The records underneath are to be repeated exactly, with the pictures left out.
+ + +
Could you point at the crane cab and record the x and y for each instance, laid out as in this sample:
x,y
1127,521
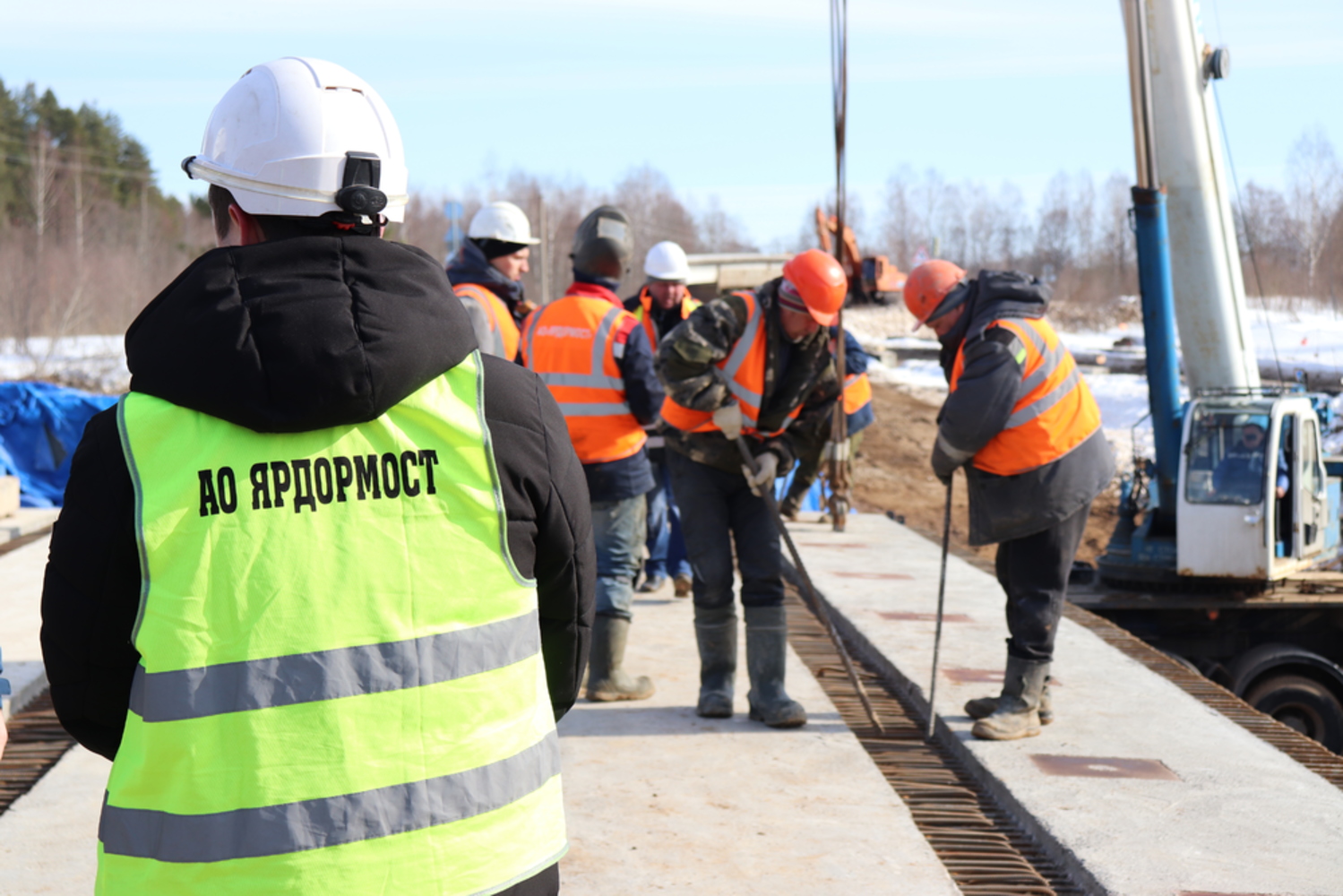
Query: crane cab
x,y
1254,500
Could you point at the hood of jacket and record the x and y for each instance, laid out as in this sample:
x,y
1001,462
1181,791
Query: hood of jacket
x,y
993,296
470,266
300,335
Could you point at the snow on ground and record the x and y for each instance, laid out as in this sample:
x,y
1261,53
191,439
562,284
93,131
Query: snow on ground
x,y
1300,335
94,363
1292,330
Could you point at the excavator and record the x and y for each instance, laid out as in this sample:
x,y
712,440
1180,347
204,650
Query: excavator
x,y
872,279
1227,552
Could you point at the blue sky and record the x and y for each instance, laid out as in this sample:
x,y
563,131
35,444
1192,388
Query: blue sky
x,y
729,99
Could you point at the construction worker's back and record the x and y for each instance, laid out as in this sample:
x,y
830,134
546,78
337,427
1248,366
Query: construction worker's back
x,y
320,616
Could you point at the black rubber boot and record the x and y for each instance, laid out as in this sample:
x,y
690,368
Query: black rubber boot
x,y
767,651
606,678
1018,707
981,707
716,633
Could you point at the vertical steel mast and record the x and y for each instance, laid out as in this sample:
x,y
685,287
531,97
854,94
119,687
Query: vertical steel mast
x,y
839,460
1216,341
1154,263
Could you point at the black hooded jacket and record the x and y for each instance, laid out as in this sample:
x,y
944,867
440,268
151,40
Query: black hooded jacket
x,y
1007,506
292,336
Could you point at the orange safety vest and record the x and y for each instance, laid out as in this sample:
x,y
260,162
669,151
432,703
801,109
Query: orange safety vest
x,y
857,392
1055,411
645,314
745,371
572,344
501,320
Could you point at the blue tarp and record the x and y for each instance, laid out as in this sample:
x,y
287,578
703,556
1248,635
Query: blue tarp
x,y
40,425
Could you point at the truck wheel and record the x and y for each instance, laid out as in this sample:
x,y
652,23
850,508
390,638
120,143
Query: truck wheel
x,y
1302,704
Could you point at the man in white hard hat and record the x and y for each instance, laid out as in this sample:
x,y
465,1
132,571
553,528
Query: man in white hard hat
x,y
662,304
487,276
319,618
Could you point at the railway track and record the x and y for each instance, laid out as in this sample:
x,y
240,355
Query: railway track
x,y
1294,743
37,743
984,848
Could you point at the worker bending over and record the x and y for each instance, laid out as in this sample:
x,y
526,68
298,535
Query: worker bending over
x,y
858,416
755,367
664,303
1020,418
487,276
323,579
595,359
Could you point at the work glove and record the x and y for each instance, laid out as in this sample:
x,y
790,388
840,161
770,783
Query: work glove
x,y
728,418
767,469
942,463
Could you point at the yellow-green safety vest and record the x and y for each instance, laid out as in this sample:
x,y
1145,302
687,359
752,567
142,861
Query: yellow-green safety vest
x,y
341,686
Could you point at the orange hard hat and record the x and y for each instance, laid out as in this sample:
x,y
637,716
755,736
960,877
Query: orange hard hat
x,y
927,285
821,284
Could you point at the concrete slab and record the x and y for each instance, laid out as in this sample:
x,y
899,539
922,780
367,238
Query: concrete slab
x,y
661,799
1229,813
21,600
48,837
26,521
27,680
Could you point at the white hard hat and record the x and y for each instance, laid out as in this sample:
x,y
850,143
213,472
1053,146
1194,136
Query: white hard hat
+ + +
* Exercise output
Could you point at the crane cab and record the x and y for each instance, laid out as in this sample:
x,y
1127,521
Query: crane cab
x,y
1254,500
Could you point at the hood of jacket and record the x and y for each instance, laid out as in this sample:
x,y
1001,462
1181,791
Query: hood of jacket
x,y
993,296
470,266
300,335
Could you point at the snow on ground and record the x and y for each instance, laid out as in this sample:
x,y
1261,53
191,439
562,284
93,131
Query: snow on ground
x,y
1300,335
94,363
1292,330
Could you point at the excavator and record the x and y for each instance, laid out as in this sample:
x,y
712,440
1180,347
204,650
Query: excavator
x,y
872,279
1227,552
Could you point at the blue sky and record the x and y for each instance, laid out as in this sample:
x,y
563,131
35,444
1192,388
Query: blue sky
x,y
729,99
Could you point at the construction worker's back and record the x and y for each instance, laid out as in this sample:
x,y
830,134
546,78
337,427
1248,366
Query: construction worker's back
x,y
320,616
Could you point at the black rubber boot and record the x and y for each instance, laid out as in this sample:
x,y
690,368
Query: black rubber boot
x,y
767,651
606,678
1018,707
981,707
716,633
Could you point at the vertical steel mast and record the x and y for each instance, laid out as in this sample:
x,y
685,287
531,97
854,94
119,687
Query: vertical steel mast
x,y
839,460
1216,341
1154,263
Could you point at the black hooded jacket and record the x and y for each instance, laid out as in this sample:
x,y
944,867
440,268
151,40
Query: black hooded jacket
x,y
1007,506
292,336
Could you point at the orange safety vest and record the x and y for each instance, laid out as in this sample:
x,y
260,162
669,151
432,703
801,109
Query: orange safety vest
x,y
857,392
1055,411
645,314
745,371
572,344
501,320
Could you point at the blue tarp and record the x and y for each instance, laid out as in this sample:
x,y
287,578
703,556
1248,635
Query: blue tarp
x,y
40,425
Could you point at the truck wheel and record the x and y for each instance, laid out as in this sample:
x,y
652,23
850,508
390,638
120,143
Query: truck wheel
x,y
1302,704
Could you point at the man in white hard hat and record the x and y for each instance, laid out as in this sample:
x,y
465,1
132,571
553,528
Query: man in white hard hat
x,y
662,304
487,276
319,618
Could you point at the railway track and record the x and y for each instance, laid out as in this sample:
x,y
240,355
Query: railway track
x,y
1294,743
37,743
984,848
Could you point at the worker bending over and record the x and y for each instance, laid out as in this sample:
x,y
526,68
298,535
Query: worker bending over
x,y
858,416
755,367
664,303
1020,418
487,276
323,579
595,359
Could you point at the work glove and record the x and y for each instance, laid out as in this sample:
x,y
790,388
840,161
770,783
Query: work glove
x,y
728,418
767,469
942,463
Could you point at the yellow-green safety vest and record the x and y for each instance, laid out as in this sample:
x,y
1145,302
687,359
752,567
142,861
Query: yellow-green safety vest
x,y
341,686
Could you point at the orange hard hat and record the x and y for each instance, laid out as in this sample:
x,y
637,716
755,736
960,877
Query: orange hard hat
x,y
927,285
821,284
Could you point at the concrete slab and record the x and y for each instance, laid out as in this sample:
x,y
899,539
922,780
367,238
Query: concrete slab
x,y
661,799
1229,813
21,600
48,837
26,521
27,680
Could you point at the white hard hat and record the x and y for each instance, laid out as in this sample:
x,y
850,143
213,472
1053,146
1194,136
Query: white hard hat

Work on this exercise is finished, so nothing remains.